Edit

Share via


Configure WebAssembly (WASM) graph definitions for data flow graphs (preview)

Important

WebAssembly (WASM) graph definitions for data flow graphs are in preview. This feature has limitations and is not for production workloads.

See the Supplemental Terms of Use for Microsoft Azure Previews for legal terms that apply to Azure features that are in beta, preview, or not yet released into general availability.

Graph definitions are central to WASM development because they define how your modules connect to processing workflows. Understanding the relationship between graph definitions and data flow graphs helps you develop effectively.

This article focuses on creating and configuring the YAML graph definitions. For information about deploying and testing WASM data flow graphs, see Use WebAssembly with data flow graphs.

Important

Data flow graphs currently only support MQTT, Kafka, and OpenTelemetry endpoints. Other endpoint types like Data Lake, Microsoft Fabric OneLake, Azure Data Explorer, and Local Storage are not supported. For more information, see Known issues.

Graph definition structure

Graph definitions follow a formal JSON schema that validates structure and ensures compatibility. The configuration includes:

  • Module requirements for API and host library version compatibility
  • Module configurations for runtime parameters and operator customization
  • Operations that define processing nodes in your workflow
  • Connections that specify data flow routing between operations
  • Schemas for optional data validation

Basic graph structure

moduleRequirements:
  apiVersion: "0.2.0"
  hostlibVersion: "0.2.0"

operations:
  - operationType: "source"
    name: "data-source"
  - operationType: "map"
    name: "my-operator/map"
    module: "my-operator:1.0.0"
  - operationType: "sink"
    name: "data-sink"

connections:
  - from: { name: "data-source" }
    to: { name: "my-operator/map" }
  - from: { name: "my-operator/map" }
    to: { name: "data-sink" }

Version compatibility

The moduleRequirements section ensures compatibility using semantic versioning:

moduleRequirements:
  apiVersion: "0.2.0"          # WASI API version for interface compatibility
  hostlibVersion: "0.2.0"     # Host library version providing runtime support
  features:                    # Optional features required by modules
    - name: "wasi-nn"

Tip

For guidance on enabling in-band ONNX inference with the wasi-nn feature, see Run ONNX inference in WebAssembly data flow graphs.

Example 1: Simple graph definition

The simple graph definition demonstrates a basic three-stage pipeline that converts temperature data from Fahrenheit to Celsius:

moduleRequirements:
  apiVersion: "0.2.0"
  hostlibVersion: "0.2.0"

────────────────────────────────────────

**Exercise instructions:**
a – Please write out the passage of the WebAssembly graph definitions text starting with "This article focuses" and going on through "with data flow graphs.".
b – Carry the WebAssembly graph definitions text forward from its last line.

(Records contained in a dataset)
────────────────────────────────────────

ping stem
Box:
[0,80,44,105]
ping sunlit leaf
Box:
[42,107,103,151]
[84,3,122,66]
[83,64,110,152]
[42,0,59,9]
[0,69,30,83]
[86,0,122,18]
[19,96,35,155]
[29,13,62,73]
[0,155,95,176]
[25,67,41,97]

────────────────────────────────────────

**The replies:**
a –
This article focuses on creating and configuring the YAML graph definitions. For information about deploying and testing WASM data flow graphs, see Use WebAssembly with data flow graphs.

b –
moduleConfigurations:
  - name: module-temperature/map
    parameters:
      key1:
        name: key2
        description: key2
operations:
  - operationType: "source"
    name: "source"

  - operationType: "map"
    name: "module-temperature/map"
    module: "temperature:1.0.0"

  - operationType: "sink"
    name: "sink"

connections:
  - from:
      name: "source"
    to:
      name: "module-temperature/map"

  - from:
      name: "module-temperature/map"
    to:
      name: "sink"

For step-by-step deployment instructions and testing guidance for this example, see Example 1: Basic deployment with one WASM module.

How the simple graph works

This graph creates a straightforward data processing pipeline:

  1. Source operation: Receives temperature data from the data flow's source endpoint
  2. Map operation: Processes data with the temperature WASM module (temperature:1.0.0)
  3. Sink operation: Sends converted data to the data flow's destination endpoint

The temperature module converts Fahrenheit to Celsius using the standard formula (F - 32) × 5/9 = C.

Input format:

{"temperature": {"value": 100.0, "unit": "F"}}

Output format:

{"temperature": {"value": 37.8, "unit": "C"}}

Example 2: Complex graph definition

The complex graph definition demonstrates a sophisticated multi-sensor processing workflow that handles temperature, humidity, and image data with advanced analytics:

moduleRequirements:
  apiVersion: "0.2.0"
  hostlibVersion: "0.2.0"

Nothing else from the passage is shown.